▶ [Work to do]: Write the next part of the page on the book Constantine's Sword, picking up right after its final sentence.

▶ [Document excerpt]:
•••••
Constantine's Sword: The Church and the Jews: A History
- Author: James Carroll
- Language: English
- Genre: Non-fiction
- Published: 2001
- Publisher: Mariner Books (Houghton Mifflin)
- Publication place: United States
- Pages: xii + 756
- ISBN: 0395779278
- OCLC: 44727744
- LC Class: BM535 .C37 2001

= Constantine's Sword =

2001 history book by James Carroll

Constantine's Sword: The Church and the Jews: A History (2001) is a book by James Carroll, a former priest, which documents the role of the Roman Catholic Church in the long European history of religious antisemitism as a precursor to racial antisemitism. The primary source of anti-Jewish violence is the perennial obsession with converting the Jews to Christianity; an event which some theologians believed would usher in the Second Coming.
•••••
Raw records
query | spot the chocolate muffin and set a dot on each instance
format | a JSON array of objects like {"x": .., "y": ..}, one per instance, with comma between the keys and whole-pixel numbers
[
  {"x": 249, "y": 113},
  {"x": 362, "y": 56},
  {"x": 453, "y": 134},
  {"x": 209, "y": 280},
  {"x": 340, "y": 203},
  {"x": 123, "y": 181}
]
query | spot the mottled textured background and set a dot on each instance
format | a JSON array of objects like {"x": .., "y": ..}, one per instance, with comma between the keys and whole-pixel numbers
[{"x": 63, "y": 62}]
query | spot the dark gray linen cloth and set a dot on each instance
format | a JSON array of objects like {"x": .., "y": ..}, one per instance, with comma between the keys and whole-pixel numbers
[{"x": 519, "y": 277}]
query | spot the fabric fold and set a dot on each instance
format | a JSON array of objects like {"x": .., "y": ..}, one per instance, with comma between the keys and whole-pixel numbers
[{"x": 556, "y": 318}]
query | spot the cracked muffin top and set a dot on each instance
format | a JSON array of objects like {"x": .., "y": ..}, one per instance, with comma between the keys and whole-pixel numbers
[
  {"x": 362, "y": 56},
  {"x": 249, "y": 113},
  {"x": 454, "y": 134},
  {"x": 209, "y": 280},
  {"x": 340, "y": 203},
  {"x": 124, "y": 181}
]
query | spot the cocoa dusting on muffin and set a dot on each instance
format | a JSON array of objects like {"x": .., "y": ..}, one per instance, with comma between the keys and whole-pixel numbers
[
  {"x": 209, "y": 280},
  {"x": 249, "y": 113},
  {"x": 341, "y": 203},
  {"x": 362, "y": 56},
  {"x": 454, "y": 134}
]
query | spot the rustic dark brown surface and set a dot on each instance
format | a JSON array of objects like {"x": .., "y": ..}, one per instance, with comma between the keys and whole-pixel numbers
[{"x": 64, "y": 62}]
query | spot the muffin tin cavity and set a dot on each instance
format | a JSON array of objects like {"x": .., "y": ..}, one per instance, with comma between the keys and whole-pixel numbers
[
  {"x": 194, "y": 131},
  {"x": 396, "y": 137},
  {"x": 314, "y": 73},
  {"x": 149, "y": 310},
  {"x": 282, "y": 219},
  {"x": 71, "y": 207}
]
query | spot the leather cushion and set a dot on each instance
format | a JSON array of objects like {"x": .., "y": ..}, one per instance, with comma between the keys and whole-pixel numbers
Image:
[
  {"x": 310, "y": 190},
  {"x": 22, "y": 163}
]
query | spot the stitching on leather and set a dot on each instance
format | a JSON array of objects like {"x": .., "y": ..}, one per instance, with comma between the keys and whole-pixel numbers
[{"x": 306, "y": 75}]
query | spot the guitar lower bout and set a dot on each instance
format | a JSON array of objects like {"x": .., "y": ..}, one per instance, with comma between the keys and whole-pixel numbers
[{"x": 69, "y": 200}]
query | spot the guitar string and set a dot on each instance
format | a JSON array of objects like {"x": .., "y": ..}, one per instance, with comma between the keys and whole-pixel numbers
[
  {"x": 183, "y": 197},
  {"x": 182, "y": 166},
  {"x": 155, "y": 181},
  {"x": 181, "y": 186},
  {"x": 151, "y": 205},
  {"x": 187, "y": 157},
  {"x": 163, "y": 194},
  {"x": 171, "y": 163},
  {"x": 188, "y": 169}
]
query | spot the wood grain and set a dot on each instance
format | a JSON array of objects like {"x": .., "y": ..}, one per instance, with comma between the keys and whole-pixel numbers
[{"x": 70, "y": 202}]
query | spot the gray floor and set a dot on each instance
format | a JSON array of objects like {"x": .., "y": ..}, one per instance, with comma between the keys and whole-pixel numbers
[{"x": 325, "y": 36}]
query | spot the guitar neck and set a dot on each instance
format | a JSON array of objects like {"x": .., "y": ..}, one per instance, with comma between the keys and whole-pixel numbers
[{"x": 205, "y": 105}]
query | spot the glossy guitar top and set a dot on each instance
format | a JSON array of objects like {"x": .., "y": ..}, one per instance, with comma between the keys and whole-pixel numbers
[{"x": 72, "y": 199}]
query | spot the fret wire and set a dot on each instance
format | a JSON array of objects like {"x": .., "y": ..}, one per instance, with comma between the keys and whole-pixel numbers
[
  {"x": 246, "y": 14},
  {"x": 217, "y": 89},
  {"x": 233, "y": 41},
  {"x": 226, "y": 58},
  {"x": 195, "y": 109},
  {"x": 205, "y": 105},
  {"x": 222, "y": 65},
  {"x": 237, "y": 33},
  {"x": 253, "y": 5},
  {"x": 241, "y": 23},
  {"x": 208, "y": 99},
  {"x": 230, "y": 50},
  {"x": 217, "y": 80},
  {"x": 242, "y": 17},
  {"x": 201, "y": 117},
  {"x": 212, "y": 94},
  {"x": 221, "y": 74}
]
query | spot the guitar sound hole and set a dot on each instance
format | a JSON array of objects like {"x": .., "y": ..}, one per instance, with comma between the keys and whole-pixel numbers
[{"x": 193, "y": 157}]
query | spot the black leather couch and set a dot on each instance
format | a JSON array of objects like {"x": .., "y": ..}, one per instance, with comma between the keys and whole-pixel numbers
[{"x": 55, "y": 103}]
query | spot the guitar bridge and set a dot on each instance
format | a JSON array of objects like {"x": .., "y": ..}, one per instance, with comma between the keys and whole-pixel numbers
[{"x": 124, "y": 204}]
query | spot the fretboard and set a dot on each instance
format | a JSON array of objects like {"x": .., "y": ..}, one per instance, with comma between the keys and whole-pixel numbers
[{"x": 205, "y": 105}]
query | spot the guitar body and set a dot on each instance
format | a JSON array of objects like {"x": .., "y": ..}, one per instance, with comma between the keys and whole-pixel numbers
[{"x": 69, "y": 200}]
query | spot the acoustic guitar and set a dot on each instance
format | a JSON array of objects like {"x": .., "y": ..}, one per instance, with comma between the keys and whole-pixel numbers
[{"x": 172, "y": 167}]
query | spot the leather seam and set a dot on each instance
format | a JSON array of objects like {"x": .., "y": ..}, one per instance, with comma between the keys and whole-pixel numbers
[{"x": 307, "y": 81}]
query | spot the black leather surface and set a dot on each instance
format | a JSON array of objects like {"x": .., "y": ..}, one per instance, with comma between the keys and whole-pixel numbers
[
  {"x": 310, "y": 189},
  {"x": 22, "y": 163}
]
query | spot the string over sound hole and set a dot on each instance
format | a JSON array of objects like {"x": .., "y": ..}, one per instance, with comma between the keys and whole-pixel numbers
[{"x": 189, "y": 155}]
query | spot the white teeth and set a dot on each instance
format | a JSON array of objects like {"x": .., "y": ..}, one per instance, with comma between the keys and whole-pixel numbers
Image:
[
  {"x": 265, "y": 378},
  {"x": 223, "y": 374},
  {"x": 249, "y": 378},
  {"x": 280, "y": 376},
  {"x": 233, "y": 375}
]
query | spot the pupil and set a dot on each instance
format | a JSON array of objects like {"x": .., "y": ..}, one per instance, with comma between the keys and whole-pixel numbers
•••••
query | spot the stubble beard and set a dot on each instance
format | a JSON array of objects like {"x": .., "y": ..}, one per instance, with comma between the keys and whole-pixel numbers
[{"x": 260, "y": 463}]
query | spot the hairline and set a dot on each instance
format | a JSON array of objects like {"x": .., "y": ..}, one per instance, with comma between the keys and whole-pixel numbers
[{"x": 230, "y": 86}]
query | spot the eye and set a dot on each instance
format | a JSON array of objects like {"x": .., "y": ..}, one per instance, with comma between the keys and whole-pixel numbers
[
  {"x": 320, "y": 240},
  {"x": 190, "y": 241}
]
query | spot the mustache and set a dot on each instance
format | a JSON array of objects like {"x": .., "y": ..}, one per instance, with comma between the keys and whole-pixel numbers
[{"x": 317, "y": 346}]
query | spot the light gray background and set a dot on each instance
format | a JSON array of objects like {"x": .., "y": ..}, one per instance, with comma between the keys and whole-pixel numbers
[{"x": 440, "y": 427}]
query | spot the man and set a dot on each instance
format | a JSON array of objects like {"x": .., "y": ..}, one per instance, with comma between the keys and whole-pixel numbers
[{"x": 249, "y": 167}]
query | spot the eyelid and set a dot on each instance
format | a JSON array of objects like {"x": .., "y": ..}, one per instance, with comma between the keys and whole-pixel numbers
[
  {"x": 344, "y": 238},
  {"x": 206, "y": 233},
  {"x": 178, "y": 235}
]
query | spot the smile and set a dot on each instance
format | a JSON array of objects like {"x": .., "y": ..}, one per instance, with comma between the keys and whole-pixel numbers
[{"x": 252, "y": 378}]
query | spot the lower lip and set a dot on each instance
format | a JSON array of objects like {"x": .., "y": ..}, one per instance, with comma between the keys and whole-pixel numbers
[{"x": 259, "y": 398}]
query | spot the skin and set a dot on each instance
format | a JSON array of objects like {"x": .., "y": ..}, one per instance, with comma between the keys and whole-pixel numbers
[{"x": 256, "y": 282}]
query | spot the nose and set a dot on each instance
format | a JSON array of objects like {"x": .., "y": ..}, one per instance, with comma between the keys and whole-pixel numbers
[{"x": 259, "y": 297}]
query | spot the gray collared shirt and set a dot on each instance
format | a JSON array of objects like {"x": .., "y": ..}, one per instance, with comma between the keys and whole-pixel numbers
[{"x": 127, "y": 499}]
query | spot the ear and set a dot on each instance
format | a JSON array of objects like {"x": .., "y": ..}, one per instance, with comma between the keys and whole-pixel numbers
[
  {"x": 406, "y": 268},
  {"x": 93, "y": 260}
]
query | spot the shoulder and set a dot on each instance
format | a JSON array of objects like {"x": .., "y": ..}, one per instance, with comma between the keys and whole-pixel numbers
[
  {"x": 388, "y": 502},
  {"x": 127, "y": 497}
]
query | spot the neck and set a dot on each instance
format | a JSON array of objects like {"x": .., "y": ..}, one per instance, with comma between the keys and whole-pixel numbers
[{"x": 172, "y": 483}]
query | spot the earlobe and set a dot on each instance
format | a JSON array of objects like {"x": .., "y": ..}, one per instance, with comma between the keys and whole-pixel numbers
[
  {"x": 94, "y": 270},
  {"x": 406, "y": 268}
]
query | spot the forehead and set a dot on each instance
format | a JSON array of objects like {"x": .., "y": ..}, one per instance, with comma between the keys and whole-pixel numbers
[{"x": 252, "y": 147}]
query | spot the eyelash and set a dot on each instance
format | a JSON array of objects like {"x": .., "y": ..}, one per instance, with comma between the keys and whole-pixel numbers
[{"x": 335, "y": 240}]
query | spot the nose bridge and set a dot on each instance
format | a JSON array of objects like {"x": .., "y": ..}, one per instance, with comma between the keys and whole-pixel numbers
•••••
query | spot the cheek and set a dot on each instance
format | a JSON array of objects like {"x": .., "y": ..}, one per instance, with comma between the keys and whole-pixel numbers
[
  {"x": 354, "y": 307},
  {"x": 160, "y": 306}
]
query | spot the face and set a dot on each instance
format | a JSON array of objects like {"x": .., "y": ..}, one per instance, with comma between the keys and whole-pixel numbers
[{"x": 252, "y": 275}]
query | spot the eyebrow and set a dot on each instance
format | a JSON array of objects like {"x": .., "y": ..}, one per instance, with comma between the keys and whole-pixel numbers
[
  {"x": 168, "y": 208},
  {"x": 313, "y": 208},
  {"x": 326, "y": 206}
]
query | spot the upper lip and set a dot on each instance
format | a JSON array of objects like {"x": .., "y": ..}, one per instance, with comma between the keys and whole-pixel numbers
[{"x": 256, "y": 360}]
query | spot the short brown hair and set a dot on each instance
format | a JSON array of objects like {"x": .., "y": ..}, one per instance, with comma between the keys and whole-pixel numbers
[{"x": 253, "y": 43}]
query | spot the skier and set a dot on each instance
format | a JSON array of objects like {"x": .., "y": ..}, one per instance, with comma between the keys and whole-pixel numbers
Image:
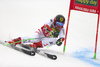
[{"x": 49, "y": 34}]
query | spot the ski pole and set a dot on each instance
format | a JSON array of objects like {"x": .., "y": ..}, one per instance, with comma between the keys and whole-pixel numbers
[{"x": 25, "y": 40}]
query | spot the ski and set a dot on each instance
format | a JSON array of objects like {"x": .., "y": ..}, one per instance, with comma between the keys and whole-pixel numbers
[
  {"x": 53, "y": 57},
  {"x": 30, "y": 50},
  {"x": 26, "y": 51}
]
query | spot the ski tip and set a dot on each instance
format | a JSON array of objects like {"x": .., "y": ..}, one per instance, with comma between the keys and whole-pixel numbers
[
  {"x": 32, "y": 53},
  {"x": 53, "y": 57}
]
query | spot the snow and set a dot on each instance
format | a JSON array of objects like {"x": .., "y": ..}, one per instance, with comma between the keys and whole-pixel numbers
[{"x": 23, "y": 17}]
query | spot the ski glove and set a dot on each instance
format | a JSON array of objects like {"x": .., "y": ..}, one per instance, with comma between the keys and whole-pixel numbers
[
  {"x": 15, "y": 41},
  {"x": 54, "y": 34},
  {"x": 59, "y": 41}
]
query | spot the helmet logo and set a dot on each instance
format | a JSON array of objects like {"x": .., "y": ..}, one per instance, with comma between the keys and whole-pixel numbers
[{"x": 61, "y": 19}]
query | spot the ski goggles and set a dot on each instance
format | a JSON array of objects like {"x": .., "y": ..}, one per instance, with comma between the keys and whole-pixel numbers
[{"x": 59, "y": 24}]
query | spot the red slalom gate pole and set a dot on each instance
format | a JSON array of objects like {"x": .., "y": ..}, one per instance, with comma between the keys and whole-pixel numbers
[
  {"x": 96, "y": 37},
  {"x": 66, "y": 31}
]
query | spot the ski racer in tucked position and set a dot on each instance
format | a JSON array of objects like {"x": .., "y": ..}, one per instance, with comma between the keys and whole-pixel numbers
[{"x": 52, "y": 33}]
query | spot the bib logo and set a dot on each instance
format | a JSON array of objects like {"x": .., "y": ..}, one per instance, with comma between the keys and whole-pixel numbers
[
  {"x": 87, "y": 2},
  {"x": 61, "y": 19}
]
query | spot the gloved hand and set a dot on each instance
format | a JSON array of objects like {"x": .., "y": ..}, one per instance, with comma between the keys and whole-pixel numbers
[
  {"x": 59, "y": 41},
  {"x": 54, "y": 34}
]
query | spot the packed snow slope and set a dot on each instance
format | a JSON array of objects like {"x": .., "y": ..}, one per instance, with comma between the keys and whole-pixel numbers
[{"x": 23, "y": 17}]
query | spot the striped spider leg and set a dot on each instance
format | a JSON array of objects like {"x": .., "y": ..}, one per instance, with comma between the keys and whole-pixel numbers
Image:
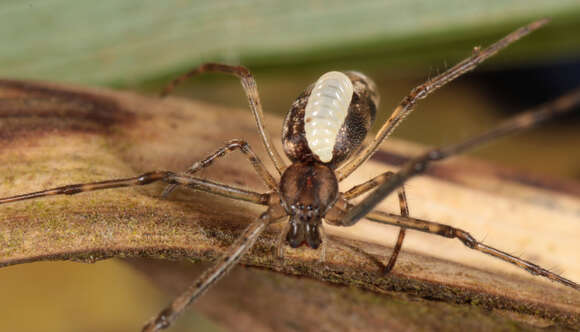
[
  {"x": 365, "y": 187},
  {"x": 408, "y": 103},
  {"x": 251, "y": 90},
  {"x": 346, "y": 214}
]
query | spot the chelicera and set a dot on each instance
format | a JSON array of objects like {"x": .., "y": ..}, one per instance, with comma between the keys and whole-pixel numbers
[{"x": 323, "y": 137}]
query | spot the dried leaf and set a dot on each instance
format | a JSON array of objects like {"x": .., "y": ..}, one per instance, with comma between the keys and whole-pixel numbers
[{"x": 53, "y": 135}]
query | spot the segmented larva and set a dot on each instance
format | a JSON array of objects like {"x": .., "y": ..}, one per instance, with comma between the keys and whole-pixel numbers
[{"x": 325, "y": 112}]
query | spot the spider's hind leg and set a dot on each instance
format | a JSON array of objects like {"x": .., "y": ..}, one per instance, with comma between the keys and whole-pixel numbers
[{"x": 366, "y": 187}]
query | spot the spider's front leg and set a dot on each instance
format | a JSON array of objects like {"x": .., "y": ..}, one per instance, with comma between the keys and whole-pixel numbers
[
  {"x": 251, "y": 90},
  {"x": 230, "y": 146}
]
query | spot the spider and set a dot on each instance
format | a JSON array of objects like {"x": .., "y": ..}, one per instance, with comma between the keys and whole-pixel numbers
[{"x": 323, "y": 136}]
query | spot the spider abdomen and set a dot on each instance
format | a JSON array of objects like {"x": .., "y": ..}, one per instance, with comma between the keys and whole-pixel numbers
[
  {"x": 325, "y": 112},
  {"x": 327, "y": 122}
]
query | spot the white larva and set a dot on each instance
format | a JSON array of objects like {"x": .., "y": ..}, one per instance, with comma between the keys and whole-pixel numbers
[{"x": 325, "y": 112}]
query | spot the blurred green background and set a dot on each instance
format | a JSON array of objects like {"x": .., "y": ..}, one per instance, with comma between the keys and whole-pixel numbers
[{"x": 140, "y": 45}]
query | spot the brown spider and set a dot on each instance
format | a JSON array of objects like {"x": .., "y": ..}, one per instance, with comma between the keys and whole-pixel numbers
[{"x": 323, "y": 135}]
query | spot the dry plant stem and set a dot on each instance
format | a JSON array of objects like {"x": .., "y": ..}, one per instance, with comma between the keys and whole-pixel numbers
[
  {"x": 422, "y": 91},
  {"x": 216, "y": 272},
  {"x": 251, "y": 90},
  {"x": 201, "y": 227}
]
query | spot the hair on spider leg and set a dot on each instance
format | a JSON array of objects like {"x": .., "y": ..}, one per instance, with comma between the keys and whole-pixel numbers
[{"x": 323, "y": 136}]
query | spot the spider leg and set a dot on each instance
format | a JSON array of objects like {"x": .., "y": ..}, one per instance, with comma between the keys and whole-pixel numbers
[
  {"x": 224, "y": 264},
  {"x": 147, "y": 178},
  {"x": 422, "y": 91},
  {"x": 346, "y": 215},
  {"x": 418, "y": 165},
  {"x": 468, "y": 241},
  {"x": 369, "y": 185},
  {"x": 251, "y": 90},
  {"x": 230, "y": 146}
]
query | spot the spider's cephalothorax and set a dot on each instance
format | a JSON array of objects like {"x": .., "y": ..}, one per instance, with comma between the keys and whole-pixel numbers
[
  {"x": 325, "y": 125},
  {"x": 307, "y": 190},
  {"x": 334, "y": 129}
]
•••••
▶ [The response]:
==Description==
Carroll disclaims the notion that Christian anti-Judaism leads inevitably to the Holocaust committed by Nazi Germany, but he argues that Church's long history of "Jew-hatred" laid the foundation for Hitler's crimes. Carroll also points out the many "turning points," as he labels them, where the Church's attitudes and actions toward Jews could have been shifted. Just one example cited in the book is that of Pierre Abelard (1079–1142), the French theologian and philosopher, whose teachings, had they been accepted, would have radically changed the direction and cast of Christian dogma.

The book also analyzes, in detail, the actions of numerous popes and other prominent figures of Catholic Church history, especially those who advocated anti-Jewish policies and those who tried to rein in official antisemitism, including St. Augustine, Bernard of Clairvaux, Nicholas of Cusa, Innocent III, Paul IV, Pius IX, Pius XII, John XXIII, and John Paul II.

The book's title refers to Constantine's transformation of the cross, which Carroll claims, was not a symbol used by Christians in the first three centuries of the Church's existence, into a symbolic sword infusing a spirit of violent intolerance into the development of Christianity.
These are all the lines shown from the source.